LISTED RECORDS:
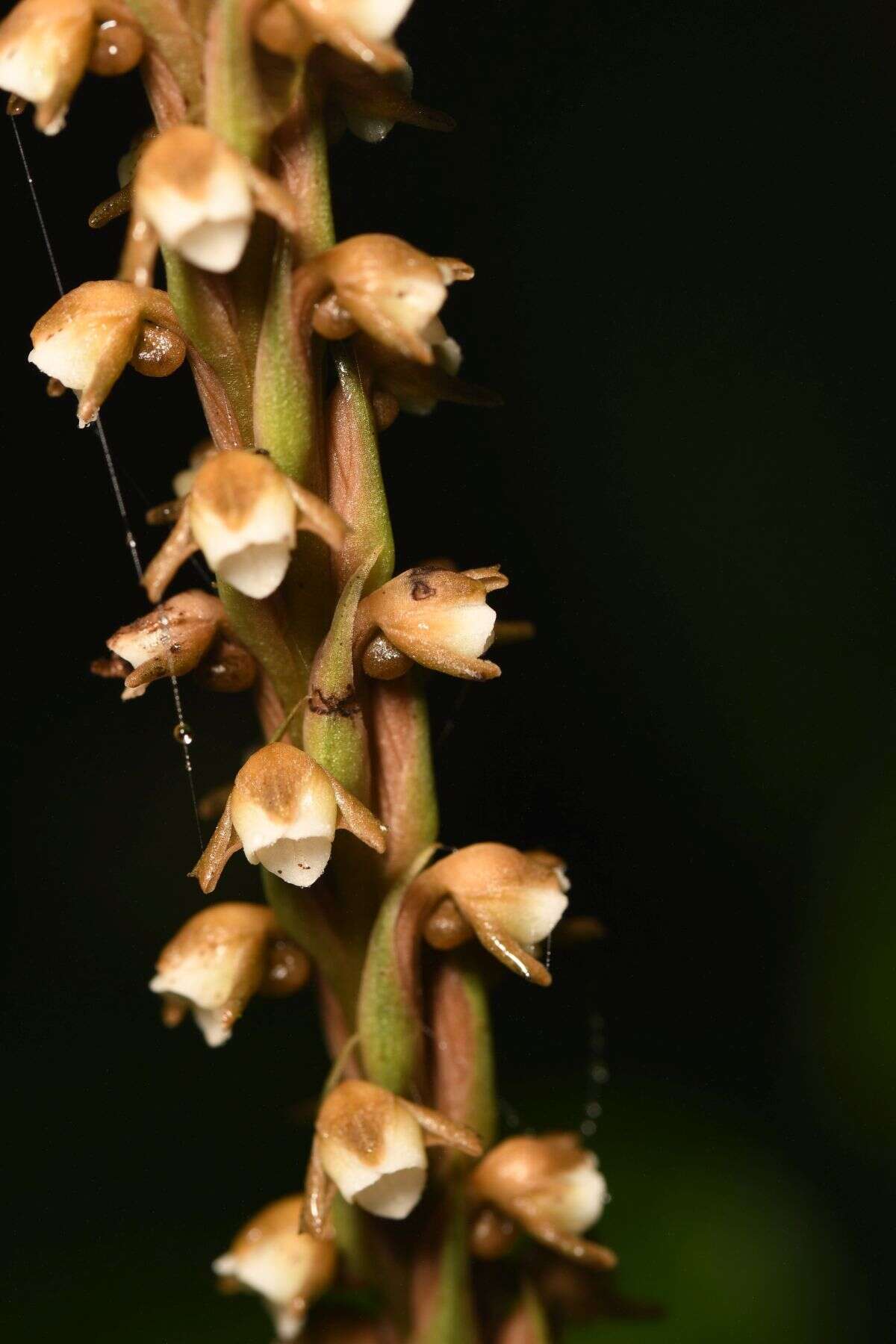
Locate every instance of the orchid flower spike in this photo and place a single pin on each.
(87, 337)
(361, 30)
(432, 616)
(193, 194)
(168, 641)
(47, 46)
(383, 287)
(511, 900)
(220, 959)
(284, 812)
(551, 1187)
(371, 1147)
(243, 515)
(285, 1268)
(418, 388)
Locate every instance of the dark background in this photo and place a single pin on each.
(677, 217)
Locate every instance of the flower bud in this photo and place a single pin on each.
(511, 900)
(168, 641)
(391, 290)
(437, 617)
(87, 337)
(551, 1187)
(371, 1147)
(215, 964)
(284, 812)
(47, 45)
(287, 1268)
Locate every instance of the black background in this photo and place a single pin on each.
(679, 222)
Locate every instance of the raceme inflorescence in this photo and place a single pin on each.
(304, 349)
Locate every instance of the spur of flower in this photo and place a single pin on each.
(285, 1268)
(196, 195)
(220, 959)
(432, 616)
(92, 332)
(243, 515)
(508, 900)
(550, 1187)
(379, 285)
(284, 812)
(371, 1145)
(47, 46)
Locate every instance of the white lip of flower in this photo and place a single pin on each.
(373, 19)
(191, 617)
(284, 811)
(287, 1268)
(215, 964)
(532, 914)
(575, 1199)
(254, 554)
(368, 1144)
(294, 843)
(415, 304)
(207, 983)
(462, 629)
(391, 1186)
(210, 230)
(70, 354)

PROBLEM DESCRIPTION: Exclude every picture and copy the remaining data exactly.

FULL SOLUTION:
Locate every instance of the orchid flower spike in this photo and place a single pin on each.
(87, 337)
(361, 30)
(432, 616)
(193, 194)
(168, 641)
(47, 46)
(383, 287)
(511, 900)
(220, 959)
(284, 812)
(551, 1187)
(371, 1147)
(243, 515)
(285, 1268)
(418, 388)
Locate every instance of the dark background in this photo and place a single pin on each.
(677, 217)
Locate every instance of the flower bud in this photo and place a single pin on each.
(511, 900)
(168, 641)
(391, 290)
(437, 617)
(87, 337)
(551, 1187)
(371, 1147)
(215, 964)
(284, 812)
(47, 45)
(287, 1268)
Locate every instance of the black background in this photo and place a single pin on each.
(679, 222)
Locate every instance of the raceme inflorescence in this photo and place a single pin on each.
(304, 349)
Locate every instance of the spur of flower in this photo and place a single pin on each.
(285, 1268)
(196, 195)
(220, 959)
(432, 616)
(92, 332)
(243, 515)
(508, 900)
(550, 1187)
(379, 285)
(284, 812)
(371, 1145)
(47, 46)
Locate every instance of the white lip of flower in this photo and place a single pin on each.
(373, 19)
(191, 617)
(284, 811)
(287, 1268)
(215, 964)
(532, 914)
(575, 1199)
(254, 554)
(368, 1144)
(294, 843)
(415, 304)
(207, 983)
(462, 629)
(391, 1186)
(210, 230)
(70, 354)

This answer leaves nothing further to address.